• [Short exercise]: Collect every line of the data that contains the string "hillside", and copy each such line in full.

==================================================

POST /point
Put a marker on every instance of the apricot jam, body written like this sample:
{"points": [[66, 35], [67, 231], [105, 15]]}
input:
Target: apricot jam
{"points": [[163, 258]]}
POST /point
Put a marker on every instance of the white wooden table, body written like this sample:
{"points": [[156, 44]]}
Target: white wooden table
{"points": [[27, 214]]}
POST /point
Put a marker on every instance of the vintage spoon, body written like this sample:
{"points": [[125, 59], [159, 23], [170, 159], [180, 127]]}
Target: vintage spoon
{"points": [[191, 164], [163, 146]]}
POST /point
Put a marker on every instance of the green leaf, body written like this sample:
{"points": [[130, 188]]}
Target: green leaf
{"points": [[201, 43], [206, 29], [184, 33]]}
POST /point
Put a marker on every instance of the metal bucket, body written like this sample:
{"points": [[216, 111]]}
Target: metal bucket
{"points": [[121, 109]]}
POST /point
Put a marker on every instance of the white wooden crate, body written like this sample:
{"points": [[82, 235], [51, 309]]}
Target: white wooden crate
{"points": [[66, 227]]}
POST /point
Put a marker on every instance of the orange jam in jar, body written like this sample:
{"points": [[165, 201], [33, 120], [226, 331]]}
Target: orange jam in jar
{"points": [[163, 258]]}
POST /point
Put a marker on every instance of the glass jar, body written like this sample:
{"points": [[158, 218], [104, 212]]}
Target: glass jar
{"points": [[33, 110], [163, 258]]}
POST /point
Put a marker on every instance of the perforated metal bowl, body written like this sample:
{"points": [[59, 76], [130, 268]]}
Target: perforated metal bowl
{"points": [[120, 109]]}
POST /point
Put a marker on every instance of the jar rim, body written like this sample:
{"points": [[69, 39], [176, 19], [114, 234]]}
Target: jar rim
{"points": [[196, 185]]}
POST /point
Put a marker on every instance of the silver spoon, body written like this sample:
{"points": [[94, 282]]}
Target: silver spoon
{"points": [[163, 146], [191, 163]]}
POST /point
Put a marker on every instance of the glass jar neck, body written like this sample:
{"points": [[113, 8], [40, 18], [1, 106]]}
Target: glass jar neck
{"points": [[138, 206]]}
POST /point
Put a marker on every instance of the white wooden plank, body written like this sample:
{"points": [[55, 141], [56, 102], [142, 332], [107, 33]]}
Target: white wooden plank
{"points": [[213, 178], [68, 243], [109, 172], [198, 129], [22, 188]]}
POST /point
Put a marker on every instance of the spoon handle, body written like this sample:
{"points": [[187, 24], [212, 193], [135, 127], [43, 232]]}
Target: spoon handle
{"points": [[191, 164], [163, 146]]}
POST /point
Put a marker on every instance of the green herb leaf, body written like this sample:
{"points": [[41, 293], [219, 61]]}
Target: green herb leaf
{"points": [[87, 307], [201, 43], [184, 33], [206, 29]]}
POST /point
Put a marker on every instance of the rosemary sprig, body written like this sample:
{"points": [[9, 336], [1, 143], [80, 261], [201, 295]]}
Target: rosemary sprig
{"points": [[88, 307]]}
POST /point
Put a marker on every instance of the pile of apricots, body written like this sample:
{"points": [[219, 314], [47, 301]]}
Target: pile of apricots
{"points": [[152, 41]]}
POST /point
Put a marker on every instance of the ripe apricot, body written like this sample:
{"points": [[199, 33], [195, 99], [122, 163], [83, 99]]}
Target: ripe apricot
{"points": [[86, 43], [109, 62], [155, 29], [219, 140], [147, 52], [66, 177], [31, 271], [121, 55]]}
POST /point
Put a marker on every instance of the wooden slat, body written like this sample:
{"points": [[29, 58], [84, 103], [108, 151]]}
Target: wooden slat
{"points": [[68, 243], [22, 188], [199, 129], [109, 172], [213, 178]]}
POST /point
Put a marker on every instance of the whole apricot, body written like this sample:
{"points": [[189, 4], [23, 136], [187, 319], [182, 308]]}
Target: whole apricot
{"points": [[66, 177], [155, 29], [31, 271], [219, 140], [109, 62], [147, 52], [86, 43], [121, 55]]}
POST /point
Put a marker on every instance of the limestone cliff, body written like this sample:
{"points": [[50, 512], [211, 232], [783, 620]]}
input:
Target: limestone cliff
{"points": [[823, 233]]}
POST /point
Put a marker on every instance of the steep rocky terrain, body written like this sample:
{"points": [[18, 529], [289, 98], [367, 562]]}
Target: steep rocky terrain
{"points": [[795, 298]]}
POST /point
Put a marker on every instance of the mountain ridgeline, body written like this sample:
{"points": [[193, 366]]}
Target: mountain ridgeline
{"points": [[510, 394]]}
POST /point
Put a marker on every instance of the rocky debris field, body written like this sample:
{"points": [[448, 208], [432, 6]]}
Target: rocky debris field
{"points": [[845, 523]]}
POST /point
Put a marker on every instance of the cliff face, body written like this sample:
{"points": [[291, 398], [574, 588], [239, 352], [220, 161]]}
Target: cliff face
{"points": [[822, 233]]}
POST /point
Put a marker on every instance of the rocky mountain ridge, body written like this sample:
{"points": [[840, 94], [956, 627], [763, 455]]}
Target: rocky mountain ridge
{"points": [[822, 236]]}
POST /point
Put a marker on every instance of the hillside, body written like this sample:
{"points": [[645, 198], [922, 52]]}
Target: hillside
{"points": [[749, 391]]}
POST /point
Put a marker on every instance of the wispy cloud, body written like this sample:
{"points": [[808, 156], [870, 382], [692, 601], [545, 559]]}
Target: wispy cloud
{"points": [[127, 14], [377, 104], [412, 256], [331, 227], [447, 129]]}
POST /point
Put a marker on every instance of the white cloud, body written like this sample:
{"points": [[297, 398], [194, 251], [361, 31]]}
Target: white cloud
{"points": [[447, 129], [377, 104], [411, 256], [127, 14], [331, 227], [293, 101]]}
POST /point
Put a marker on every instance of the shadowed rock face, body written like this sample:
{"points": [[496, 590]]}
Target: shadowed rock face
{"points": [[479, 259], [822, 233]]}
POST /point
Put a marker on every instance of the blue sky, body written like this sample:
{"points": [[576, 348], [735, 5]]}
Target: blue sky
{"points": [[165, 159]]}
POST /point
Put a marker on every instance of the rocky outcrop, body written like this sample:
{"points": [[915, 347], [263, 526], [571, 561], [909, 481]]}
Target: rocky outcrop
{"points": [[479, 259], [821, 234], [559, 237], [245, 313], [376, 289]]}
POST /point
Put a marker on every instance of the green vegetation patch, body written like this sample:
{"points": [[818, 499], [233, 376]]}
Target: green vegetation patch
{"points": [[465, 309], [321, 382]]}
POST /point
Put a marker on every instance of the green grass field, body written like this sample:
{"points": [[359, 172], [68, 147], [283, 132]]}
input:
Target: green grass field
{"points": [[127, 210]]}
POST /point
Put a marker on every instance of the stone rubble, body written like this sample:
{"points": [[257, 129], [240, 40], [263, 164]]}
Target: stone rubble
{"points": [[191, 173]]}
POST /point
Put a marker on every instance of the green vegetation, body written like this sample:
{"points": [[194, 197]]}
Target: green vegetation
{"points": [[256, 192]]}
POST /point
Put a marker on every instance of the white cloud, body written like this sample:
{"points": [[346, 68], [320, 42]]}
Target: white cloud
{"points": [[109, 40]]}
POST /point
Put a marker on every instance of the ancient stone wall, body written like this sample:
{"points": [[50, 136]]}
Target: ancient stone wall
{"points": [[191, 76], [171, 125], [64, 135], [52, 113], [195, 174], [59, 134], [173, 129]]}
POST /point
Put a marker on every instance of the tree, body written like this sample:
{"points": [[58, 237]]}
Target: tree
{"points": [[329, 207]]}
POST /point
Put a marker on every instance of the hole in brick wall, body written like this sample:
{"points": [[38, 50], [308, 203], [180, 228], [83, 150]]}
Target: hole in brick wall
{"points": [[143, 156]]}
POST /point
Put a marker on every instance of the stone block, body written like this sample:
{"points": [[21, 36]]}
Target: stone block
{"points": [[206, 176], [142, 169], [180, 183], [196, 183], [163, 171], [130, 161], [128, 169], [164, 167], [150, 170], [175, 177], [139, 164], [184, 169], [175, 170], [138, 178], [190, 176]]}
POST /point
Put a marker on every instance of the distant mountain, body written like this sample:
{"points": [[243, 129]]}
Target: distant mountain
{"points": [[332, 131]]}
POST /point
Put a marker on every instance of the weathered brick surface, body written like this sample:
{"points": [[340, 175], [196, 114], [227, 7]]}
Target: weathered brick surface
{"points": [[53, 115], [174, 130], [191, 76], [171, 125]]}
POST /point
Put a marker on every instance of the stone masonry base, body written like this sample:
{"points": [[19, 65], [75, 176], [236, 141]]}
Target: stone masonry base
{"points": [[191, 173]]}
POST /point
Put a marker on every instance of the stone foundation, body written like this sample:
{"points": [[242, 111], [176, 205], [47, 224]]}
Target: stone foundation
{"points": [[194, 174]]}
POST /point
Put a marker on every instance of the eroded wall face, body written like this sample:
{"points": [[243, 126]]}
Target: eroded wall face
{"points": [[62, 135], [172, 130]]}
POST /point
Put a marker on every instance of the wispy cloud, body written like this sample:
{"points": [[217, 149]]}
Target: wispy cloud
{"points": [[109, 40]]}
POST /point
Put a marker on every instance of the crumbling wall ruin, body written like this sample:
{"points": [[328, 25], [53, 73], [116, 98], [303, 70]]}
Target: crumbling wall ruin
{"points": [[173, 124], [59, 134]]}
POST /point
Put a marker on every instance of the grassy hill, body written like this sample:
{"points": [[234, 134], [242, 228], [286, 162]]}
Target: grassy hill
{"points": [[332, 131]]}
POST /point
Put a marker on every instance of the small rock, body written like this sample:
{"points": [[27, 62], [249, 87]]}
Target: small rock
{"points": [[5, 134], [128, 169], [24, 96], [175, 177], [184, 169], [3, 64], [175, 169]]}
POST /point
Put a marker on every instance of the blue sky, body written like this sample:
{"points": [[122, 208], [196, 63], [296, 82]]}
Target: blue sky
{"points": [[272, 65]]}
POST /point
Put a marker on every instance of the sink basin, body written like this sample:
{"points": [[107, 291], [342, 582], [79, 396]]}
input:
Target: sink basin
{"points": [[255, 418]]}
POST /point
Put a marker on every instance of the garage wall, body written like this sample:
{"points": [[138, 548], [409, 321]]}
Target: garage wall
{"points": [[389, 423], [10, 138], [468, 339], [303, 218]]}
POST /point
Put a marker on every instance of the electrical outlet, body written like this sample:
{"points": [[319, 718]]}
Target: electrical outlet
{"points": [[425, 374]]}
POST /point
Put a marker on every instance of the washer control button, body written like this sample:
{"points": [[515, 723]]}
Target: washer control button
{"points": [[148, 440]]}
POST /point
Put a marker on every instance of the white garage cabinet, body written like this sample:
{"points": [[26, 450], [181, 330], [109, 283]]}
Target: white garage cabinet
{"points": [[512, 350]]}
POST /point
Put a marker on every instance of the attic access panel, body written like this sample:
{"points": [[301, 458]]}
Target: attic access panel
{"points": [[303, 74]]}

==================================================

• [Response for this exercise]:
Put a marker on every instance of the hillside, body written like this sample:
Target: hillside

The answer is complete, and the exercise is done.